What you need to do
Can you print the rows below, unchanged, starting with the line that contains "Given the image above, detect brick" and continuing through the last row?
· · · · · · ·
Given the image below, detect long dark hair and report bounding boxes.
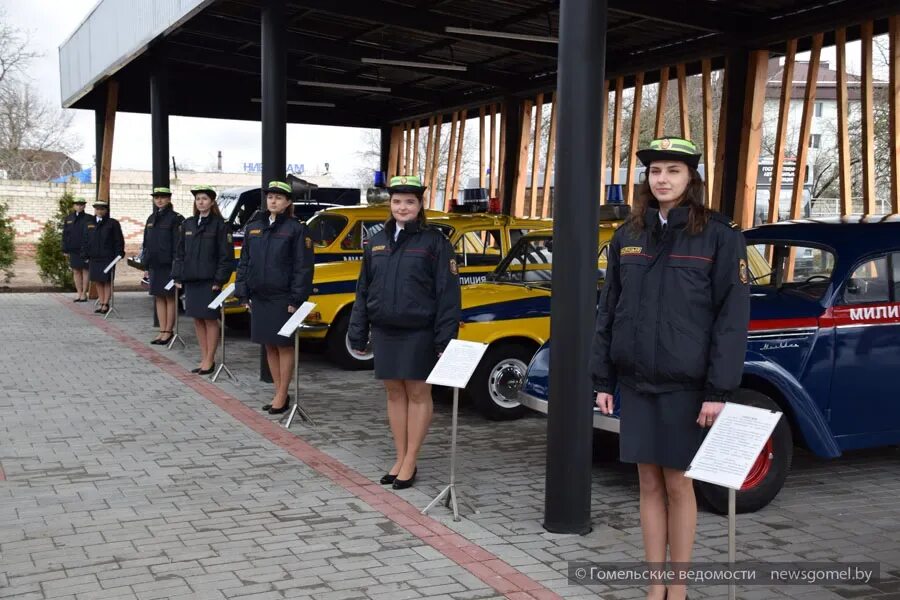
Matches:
[194,192,222,217]
[626,165,710,235]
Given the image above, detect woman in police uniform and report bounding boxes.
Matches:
[348,176,460,489]
[81,200,125,314]
[62,198,90,302]
[591,138,750,600]
[141,187,184,346]
[172,185,234,375]
[235,181,315,415]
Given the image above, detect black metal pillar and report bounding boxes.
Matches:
[259,0,287,383]
[500,97,522,215]
[378,125,391,183]
[719,48,753,219]
[544,0,607,534]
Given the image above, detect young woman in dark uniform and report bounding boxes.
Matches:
[235,181,315,415]
[62,198,91,302]
[172,186,234,375]
[348,176,460,489]
[591,138,750,600]
[141,187,184,346]
[81,200,125,314]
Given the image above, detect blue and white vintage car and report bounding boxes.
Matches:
[519,215,900,512]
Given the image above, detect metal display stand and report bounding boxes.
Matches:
[211,302,237,383]
[422,387,480,521]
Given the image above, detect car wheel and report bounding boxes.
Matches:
[466,342,535,421]
[696,389,794,514]
[325,310,375,371]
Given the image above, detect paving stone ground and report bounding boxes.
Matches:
[0,293,900,600]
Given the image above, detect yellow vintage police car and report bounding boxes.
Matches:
[225,204,449,324]
[459,219,622,420]
[300,211,552,372]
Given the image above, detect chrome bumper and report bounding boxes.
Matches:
[518,390,619,433]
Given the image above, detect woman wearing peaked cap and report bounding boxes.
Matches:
[62,198,91,302]
[235,181,315,415]
[172,185,234,375]
[348,176,460,489]
[591,138,750,600]
[81,200,125,314]
[141,187,184,346]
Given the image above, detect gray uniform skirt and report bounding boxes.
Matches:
[372,325,437,381]
[619,385,707,471]
[182,279,219,321]
[250,296,294,346]
[69,252,87,269]
[148,265,175,296]
[88,256,116,283]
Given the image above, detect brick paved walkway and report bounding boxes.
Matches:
[0,294,900,600]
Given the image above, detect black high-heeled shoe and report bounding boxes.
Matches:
[391,466,419,490]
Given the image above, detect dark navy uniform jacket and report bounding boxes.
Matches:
[591,207,750,401]
[234,212,316,307]
[172,214,234,287]
[141,204,184,268]
[62,211,94,255]
[81,217,125,262]
[348,220,461,353]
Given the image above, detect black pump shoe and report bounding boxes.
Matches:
[391,467,419,490]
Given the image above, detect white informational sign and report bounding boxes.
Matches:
[426,340,487,389]
[207,283,234,310]
[278,302,316,337]
[103,256,122,273]
[685,402,781,490]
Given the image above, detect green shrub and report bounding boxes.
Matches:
[35,192,75,290]
[0,204,16,283]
· · · · · · ·
Correct response
Given the image above, detect brick paved walkway and report bounding boxes.
Matches:
[0,294,900,600]
Given the image above, detect black high-heeled shoe and report bounding boxes.
Matches:
[391,466,419,490]
Given the image above, detect dark navy uniform jacket and report bounding boxes.
Matches:
[591,207,750,401]
[234,212,316,307]
[172,214,234,287]
[141,204,184,268]
[62,211,94,255]
[81,217,125,262]
[348,220,461,353]
Given the image above, detect black pump shoe and report bounding boxes.
Matches:
[391,467,419,490]
Given the image above, detect white informational sign and report bounding boxes.
Matches:
[426,340,487,389]
[207,283,234,310]
[278,302,316,337]
[103,256,122,273]
[685,402,781,490]
Given the image above, detect green shrub and report bounding boxes.
Matches:
[35,192,75,290]
[0,204,16,283]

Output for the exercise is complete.